[START OF Material to process]

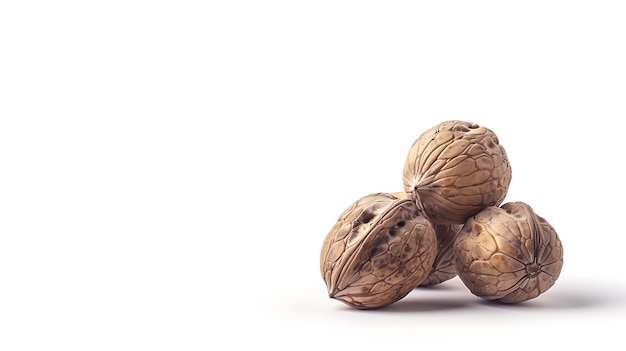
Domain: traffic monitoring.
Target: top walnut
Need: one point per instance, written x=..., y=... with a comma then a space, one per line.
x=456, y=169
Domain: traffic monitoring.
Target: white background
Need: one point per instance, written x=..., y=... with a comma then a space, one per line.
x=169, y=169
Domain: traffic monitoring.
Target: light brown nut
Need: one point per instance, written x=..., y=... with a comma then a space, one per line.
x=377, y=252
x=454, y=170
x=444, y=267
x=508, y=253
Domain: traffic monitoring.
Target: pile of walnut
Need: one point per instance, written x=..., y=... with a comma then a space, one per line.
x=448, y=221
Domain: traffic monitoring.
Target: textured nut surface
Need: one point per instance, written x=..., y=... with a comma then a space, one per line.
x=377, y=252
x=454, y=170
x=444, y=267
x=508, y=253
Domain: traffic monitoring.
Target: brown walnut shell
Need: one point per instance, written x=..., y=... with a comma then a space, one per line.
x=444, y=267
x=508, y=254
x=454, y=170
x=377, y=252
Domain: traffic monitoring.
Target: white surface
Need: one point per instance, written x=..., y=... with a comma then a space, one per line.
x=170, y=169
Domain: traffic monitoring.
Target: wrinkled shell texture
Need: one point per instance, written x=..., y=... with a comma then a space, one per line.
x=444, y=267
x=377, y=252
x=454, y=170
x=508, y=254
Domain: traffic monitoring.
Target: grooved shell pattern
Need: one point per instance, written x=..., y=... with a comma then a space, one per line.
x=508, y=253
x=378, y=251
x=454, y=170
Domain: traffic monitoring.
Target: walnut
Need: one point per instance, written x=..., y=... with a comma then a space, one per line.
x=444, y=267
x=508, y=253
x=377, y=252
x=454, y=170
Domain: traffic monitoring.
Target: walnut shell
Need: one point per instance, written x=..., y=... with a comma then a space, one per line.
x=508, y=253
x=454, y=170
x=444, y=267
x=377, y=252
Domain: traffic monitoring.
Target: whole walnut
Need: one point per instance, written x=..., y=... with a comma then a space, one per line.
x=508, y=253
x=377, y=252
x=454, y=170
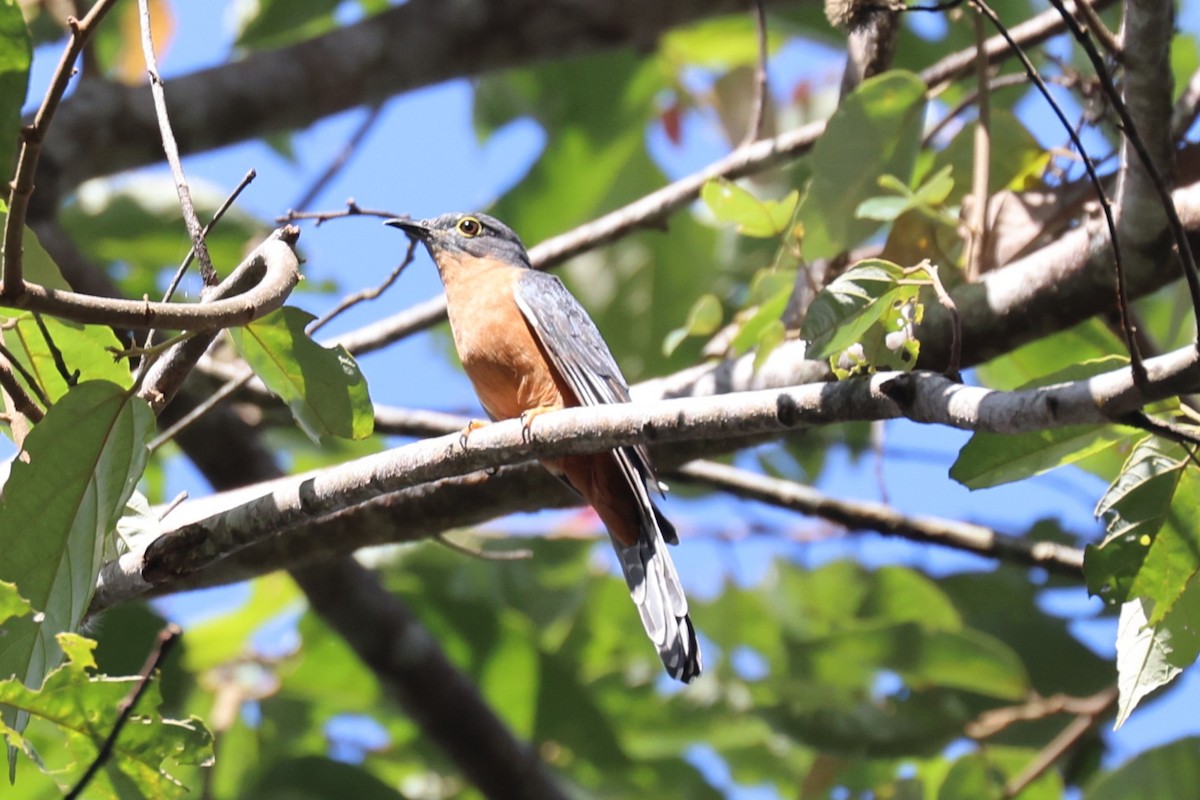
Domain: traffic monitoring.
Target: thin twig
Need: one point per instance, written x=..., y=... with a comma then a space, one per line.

[END OF Material to process]

**The request**
Put every row above into a numbered list, omitting any blank lines and leaving the pictures out of your answer.

**Written solution**
1. Domain: traffic monitoring.
2. Target: top walnut
3. Need: one point per instance, written x=..., y=... with a comma then a space, one per line.
4. x=456, y=169
5. Domain: traffic monitoring.
6. Target: white background
7. Need: one point per instance, written x=..., y=... with a comma then a space, one per line.
8. x=169, y=169
9. Domain: traffic monitoring.
10. Target: light brown nut
11. Need: one point per instance, written x=..., y=... with a comma then a space, one per line.
12. x=377, y=252
13. x=454, y=170
14. x=444, y=267
15. x=508, y=253
16. Domain: traffic monitoring.
17. Target: pile of walnut
18. Need: one point per instance, written x=..., y=... with a comma then a space, one per line.
19. x=448, y=221
20. Domain: traffic monitoring.
21. Target: textured nut surface
22. Need: one point per instance, written x=..., y=... with a comma then a space, one per line.
23. x=377, y=252
24. x=454, y=170
25. x=444, y=267
26. x=508, y=253
27. Domain: traffic monitoring.
28. Target: brown walnut shell
29. Need: one point per instance, written x=..., y=... with a comma then a space, one per line.
30. x=444, y=267
31. x=508, y=254
32. x=454, y=170
33. x=377, y=252
34. Domain: traffic monitoring.
35. Target: white surface
36. Need: one point per instance, written x=..., y=... with a comma then a space, one per line.
37. x=170, y=169
38. Domain: traffic monitoring.
39. Target: wrinkled shell texture
40. Need: one point per instance, written x=..., y=... with a comma then a space, one per line.
41. x=444, y=267
42. x=377, y=252
43. x=454, y=170
44. x=508, y=254
45. Domain: traffic monitoring.
46. Target: grooved shell pattern
47. Need: one point per instance, written x=..., y=... with a comma then a space, one per line.
48. x=508, y=253
49. x=378, y=251
50. x=454, y=170
51. Domain: traffic monitoring.
52. Target: walnut
53. Need: one point per instance, written x=..., y=... with a comma then a space, one per line.
54. x=444, y=267
55. x=508, y=253
56. x=377, y=252
57. x=454, y=170
58. Domain: traffic monitoring.
59. Target: walnut shell
60. Need: one point per instance, written x=..., y=... with a comma then a space, one per line.
61. x=508, y=253
62. x=454, y=170
63. x=444, y=267
64. x=377, y=252
65. Domain: traffic monitoring.
66. Target: whole walnut
67. Need: one point per instance, written x=..., y=... with a comma then a space, one per line.
68. x=508, y=253
69. x=377, y=252
70. x=454, y=170
71. Domain: traffic monitoring.
72. Target: thin twig
73. Need: one point per instance, written x=..., y=... with a comma then a space, one per line.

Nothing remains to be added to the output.